** DATASET RECORDS **
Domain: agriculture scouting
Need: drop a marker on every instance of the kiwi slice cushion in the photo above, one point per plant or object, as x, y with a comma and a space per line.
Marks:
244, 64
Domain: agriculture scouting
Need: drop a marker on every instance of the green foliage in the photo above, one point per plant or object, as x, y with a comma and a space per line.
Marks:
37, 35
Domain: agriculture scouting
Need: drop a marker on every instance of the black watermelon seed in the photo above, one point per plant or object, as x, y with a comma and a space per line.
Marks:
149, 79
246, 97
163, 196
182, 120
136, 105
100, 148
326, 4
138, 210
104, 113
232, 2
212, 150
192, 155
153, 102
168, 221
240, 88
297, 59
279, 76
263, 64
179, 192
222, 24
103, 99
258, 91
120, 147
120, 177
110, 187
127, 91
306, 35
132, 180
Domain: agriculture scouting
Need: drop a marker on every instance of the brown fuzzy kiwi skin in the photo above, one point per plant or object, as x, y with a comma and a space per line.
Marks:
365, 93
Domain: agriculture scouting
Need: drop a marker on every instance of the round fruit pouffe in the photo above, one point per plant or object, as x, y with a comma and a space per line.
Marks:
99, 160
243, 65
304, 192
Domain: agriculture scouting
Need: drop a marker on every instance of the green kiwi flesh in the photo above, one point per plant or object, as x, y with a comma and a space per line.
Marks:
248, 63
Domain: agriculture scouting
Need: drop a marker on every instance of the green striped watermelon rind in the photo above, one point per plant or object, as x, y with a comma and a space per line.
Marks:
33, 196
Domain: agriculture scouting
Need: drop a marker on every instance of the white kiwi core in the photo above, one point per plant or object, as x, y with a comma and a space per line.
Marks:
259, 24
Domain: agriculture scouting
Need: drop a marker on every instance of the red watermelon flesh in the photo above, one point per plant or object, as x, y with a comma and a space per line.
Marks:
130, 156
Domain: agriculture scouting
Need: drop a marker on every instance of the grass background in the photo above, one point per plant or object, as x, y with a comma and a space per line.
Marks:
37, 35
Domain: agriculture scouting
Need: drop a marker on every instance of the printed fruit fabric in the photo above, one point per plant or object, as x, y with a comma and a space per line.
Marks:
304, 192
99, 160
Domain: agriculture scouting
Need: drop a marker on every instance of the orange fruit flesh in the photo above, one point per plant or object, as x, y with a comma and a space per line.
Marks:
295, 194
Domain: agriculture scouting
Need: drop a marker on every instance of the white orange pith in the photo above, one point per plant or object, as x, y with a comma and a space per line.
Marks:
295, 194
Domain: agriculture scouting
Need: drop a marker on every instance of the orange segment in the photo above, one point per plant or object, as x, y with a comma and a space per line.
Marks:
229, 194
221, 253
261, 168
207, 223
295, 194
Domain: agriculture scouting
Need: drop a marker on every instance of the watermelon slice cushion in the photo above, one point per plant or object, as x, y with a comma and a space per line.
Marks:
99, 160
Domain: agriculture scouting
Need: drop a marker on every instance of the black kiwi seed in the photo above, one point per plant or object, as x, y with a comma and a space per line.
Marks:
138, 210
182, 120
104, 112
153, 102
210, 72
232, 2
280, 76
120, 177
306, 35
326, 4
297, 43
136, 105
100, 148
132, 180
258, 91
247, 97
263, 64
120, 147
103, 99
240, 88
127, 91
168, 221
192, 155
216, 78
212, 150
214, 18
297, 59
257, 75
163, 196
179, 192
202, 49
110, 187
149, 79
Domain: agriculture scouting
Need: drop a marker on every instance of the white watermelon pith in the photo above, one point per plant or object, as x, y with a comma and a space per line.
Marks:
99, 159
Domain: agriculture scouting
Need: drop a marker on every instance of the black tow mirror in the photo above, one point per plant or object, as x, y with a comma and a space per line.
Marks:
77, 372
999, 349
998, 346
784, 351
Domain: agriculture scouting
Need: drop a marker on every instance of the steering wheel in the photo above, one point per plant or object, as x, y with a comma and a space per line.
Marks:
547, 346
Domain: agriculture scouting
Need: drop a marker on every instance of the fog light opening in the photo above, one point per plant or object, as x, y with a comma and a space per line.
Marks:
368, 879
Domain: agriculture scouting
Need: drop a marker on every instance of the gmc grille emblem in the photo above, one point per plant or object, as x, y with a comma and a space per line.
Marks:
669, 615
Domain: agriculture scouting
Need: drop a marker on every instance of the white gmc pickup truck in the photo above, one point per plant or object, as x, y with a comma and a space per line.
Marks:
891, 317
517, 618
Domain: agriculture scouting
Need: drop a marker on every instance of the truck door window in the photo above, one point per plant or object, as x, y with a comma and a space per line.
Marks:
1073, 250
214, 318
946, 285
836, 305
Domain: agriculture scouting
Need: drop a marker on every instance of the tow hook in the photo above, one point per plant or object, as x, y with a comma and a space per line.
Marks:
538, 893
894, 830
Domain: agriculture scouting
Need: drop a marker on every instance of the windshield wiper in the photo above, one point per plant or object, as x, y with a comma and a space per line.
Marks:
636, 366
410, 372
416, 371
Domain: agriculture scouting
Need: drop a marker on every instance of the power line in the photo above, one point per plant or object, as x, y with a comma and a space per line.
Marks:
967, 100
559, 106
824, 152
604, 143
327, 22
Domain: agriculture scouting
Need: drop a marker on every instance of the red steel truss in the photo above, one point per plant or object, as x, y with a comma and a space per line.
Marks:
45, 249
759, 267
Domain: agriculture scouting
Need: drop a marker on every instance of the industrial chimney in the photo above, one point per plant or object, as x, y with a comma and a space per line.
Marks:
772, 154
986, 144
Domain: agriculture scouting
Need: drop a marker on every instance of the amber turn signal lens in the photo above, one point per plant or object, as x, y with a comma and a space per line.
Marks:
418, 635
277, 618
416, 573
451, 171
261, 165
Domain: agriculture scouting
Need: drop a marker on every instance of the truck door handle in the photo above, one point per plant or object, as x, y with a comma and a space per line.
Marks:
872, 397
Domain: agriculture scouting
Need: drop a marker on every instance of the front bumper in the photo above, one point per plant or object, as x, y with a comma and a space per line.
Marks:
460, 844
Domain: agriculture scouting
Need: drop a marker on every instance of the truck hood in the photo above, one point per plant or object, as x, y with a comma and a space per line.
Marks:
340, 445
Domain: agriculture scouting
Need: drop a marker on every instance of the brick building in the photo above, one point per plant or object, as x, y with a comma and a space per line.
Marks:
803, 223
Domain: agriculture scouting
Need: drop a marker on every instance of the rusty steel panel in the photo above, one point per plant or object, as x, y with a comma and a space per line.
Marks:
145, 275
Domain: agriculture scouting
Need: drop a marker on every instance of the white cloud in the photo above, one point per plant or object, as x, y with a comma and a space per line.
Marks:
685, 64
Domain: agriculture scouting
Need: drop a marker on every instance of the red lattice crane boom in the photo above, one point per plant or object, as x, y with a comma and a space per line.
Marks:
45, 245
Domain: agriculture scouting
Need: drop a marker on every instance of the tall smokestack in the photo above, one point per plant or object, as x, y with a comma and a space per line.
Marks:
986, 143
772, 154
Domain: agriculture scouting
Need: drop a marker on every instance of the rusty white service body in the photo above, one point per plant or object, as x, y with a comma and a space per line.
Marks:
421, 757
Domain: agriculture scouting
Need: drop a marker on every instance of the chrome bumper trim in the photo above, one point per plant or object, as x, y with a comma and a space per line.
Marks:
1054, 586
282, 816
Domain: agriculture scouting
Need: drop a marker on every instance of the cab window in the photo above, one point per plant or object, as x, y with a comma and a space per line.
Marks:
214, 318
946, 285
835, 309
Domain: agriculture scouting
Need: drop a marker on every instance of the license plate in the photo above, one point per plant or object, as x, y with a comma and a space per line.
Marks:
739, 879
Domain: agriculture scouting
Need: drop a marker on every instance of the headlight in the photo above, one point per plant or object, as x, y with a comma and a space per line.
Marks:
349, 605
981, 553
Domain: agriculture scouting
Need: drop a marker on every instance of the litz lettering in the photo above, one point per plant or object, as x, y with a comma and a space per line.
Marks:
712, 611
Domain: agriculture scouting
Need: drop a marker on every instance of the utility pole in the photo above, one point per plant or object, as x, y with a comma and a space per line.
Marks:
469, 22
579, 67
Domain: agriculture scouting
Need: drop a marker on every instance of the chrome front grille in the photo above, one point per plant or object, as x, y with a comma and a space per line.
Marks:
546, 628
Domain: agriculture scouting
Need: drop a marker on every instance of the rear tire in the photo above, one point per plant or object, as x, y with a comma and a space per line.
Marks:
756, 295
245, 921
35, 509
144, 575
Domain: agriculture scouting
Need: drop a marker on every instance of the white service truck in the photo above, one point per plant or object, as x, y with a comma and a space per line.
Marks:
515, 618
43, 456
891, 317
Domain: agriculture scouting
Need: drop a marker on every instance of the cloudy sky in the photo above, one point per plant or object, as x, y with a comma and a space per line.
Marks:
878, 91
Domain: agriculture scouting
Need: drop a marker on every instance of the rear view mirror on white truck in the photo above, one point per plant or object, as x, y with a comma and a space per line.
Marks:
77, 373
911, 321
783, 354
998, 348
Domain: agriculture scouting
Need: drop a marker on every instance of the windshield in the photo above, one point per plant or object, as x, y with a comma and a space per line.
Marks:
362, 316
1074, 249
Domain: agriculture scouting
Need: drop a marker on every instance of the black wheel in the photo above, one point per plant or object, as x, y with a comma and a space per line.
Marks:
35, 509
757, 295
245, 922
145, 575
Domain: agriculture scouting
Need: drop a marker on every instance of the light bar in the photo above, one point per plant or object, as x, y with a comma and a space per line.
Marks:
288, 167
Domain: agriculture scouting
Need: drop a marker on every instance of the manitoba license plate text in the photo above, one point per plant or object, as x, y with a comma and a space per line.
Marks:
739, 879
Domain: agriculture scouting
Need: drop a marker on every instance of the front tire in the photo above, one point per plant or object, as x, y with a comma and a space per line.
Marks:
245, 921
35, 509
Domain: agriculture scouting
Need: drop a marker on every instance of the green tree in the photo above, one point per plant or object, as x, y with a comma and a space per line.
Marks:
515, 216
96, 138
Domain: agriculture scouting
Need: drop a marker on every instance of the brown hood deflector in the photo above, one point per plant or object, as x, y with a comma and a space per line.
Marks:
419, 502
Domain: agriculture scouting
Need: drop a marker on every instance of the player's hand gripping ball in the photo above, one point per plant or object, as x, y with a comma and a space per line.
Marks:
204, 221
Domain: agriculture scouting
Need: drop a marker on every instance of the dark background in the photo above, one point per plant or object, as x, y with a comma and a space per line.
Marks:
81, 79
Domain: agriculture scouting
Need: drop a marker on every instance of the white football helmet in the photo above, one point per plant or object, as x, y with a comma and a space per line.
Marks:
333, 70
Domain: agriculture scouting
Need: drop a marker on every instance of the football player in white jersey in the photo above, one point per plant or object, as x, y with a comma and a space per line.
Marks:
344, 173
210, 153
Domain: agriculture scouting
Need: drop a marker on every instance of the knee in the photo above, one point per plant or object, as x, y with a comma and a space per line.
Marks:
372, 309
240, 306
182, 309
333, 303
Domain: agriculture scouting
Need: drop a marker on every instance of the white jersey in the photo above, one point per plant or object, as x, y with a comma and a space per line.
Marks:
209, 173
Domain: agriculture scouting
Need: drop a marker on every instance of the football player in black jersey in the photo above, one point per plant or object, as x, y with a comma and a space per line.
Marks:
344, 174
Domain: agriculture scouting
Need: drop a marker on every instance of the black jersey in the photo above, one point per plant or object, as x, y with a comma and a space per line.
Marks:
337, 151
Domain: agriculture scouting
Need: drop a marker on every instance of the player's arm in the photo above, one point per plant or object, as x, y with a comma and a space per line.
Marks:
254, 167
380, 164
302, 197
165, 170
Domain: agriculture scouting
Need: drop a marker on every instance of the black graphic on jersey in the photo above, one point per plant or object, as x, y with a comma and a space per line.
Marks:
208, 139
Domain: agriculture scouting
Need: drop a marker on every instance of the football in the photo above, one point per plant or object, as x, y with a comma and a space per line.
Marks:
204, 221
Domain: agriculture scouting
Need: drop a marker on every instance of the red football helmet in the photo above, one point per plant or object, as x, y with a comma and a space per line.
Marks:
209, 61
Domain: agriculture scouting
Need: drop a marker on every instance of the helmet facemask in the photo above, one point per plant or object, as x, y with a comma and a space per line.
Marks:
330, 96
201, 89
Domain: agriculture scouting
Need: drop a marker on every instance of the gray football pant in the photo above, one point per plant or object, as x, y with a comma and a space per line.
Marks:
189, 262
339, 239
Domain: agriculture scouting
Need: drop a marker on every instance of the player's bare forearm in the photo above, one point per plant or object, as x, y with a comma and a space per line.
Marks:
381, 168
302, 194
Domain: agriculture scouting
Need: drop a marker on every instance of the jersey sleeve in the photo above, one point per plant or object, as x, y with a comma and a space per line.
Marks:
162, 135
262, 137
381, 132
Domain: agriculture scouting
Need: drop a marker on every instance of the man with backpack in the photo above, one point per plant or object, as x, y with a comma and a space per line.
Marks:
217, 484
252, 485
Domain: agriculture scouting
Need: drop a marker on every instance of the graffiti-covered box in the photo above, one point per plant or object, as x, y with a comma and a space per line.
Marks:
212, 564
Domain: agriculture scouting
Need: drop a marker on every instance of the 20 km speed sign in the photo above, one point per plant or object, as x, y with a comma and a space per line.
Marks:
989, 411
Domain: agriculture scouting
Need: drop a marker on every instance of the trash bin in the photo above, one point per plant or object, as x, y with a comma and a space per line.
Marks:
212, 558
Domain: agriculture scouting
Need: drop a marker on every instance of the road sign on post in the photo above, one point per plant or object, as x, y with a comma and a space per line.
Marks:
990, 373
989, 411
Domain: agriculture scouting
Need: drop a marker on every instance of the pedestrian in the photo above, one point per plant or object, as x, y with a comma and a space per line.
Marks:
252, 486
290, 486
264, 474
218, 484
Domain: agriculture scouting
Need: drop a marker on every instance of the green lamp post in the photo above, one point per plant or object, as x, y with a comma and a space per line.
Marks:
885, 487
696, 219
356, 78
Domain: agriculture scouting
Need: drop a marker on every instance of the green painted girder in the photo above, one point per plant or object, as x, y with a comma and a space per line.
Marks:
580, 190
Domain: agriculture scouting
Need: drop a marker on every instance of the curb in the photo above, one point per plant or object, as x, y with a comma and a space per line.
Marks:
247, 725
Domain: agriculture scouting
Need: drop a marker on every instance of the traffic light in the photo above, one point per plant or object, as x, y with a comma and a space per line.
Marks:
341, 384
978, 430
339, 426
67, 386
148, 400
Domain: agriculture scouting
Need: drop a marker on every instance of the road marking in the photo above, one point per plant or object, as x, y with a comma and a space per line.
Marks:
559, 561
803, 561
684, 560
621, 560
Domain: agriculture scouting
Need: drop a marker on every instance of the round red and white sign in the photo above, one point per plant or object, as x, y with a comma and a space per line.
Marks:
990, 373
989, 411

** DIRECTIONS FOR THIS TASK **
Locate each line in the entries that contains the word "grille", and copy those lines in full.

** TASK OUTPUT **
Need: drop a marker on every instance of the gmc grille emblem in the photo above, one point per plant or object, as x, y with a comma and a space per line.
Need: drop a marker on every instance of the chrome front grille in the photo above, one point per plant or object, as x, y with a comma and a space per line.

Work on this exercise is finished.